● **What you need to do**
**A.** Output the passage of the doppelganger thread between "One idea is" and "on this page.", inclusive, copied word for word.
**B.** Answer these questions using the doppelganger thread:
(i) Which usernames did one commenter try with correct and incorrect spellings?
(ii) After fixing the casing, what did another commenter have to do before the tool worked?
(iii) According to the first comment, on what kind of article should a shared comment weight users more highly?
**C.** Resume the doppelganger thread with new comments following its last line.

● **Source extract**
- - - -

One idea is to rank users more highly when their comment is closer to mine in the comment tree. Also to weight users more highly when we both comment on an article that has relatively few comments.


Yep, my doppels all seem to have participated in topics and threads that I ignored. We seem to have never interacted with each other, and I don't seem to have voted any of their comments.


If you encounter the error that "This user does not exist or does not have any activity.", check the case. They seem to be case-sensitive on this page.

(I checked with correct and incorrect spellings of "dang", "pg", "TeMPOraL" and "_Microft".)


Yup, didn't work for me at first because it's case sensitive. Also, you're one of my doppelgangers, hello.


Hello, hello, nice to hear that - I'll make sure to look through your comment history later!


Didn't work when I fixed casing until I refreshed the page.


So my HN doppelgänger according to this tool is someone I don't hold in high regard, and even clashed with once. Cool...


Why not.

In the past I often had the impression I wouldn't get along with myself.

- - - -

● **Information given**
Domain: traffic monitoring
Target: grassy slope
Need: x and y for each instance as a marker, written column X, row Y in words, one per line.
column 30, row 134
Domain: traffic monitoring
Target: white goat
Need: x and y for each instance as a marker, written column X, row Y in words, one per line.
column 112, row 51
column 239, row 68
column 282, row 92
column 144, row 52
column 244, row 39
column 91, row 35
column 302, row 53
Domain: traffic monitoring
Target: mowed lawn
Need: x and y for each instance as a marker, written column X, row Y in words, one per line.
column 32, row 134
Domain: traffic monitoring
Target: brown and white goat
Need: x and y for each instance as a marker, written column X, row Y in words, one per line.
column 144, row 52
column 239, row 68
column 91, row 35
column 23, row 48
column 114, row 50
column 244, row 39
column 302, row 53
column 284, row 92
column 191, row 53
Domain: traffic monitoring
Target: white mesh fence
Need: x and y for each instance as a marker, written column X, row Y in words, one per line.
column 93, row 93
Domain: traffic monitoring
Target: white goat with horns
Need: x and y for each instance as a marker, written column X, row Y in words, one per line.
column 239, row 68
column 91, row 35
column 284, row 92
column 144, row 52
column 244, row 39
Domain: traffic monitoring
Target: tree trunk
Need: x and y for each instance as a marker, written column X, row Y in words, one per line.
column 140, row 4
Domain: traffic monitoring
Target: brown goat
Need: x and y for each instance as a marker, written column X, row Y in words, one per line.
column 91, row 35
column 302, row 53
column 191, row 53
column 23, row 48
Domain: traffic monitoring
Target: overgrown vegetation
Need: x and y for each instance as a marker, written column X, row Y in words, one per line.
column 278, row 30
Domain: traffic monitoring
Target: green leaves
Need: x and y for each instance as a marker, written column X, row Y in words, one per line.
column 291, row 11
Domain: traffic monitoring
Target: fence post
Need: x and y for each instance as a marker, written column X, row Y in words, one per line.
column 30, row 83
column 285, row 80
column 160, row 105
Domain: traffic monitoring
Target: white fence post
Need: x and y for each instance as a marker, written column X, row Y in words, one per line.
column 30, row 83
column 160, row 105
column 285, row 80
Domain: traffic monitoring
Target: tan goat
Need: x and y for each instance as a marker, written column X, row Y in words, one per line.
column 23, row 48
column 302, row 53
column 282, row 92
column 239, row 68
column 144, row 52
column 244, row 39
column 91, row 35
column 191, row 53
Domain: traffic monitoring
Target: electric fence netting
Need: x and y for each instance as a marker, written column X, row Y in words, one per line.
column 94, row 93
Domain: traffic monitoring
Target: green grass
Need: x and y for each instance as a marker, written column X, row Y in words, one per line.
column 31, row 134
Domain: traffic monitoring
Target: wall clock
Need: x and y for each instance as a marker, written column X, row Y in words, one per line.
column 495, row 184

- - - -

● **Answer set**
**A.**
One idea is to rank users more highly when their comment is closer to mine in the comment tree. Also to weight users more highly when we both comment on an article that has relatively few comments.


Yep, my doppels all seem to have participated in topics and threads that I ignored. We seem to have never interacted with each other, and I don't seem to have voted any of their comments.


If you encounter the error that "This user does not exist or does not have any activity.", check the case. They seem to be case-sensitive on this page.

**B.**
(i) "dang", "pg", "TeMPOraL" and "_Microft".
(ii) Refresh the page.
(iii) An article that has relatively few comments.

**C.**
Now, that I'm more chill and less confrontative, I think I would like to meet myself.


I have unintentionally trolled myself more than once due to people necroing old forum threads.

Yeah, I talk a lot of shit but I've got nothing on my old self.


Hah, I’ve thought the same thing. I think I’d enjoy working with myself quite a bit. As a housemate, though, I doubt we’d cross boundaries often. Very thankful to be married to someone who truly complements me.


Well, to meet your doppelgänger is an ill omen after all.


If you recognize your doppelganger, it's probably because you have an interest in the same topics. Your opinions and your posting style may be different—or even opposite—but from a certain perspective, you have more in common with each other than most.

I'm skeptical that this tool does a good job of identifying semantic meaning of a comment, but I bet it gets the topic right.


This is a nice case study on why it's good to predict distributions instead of raw values. Low comment accounts should have a high degree of uncertainty, which should translate into weaker similarity scores, of you compute the expected similarity of two accounts.


Eep. My doppelganger is a banned user who posted too many gender flamewar-baiting comments. Let it not be so!


I get a blank screen with a link to the hosting website on the bottom right. Chrome on Android mobile.


I let them know, they’re trying to keep up with the load.

Edit: Should be better now.


same


I’d love to see stats on how well this matches accounts to themselves if you split an account’s comments into two pseudo-accounts and tried to match them.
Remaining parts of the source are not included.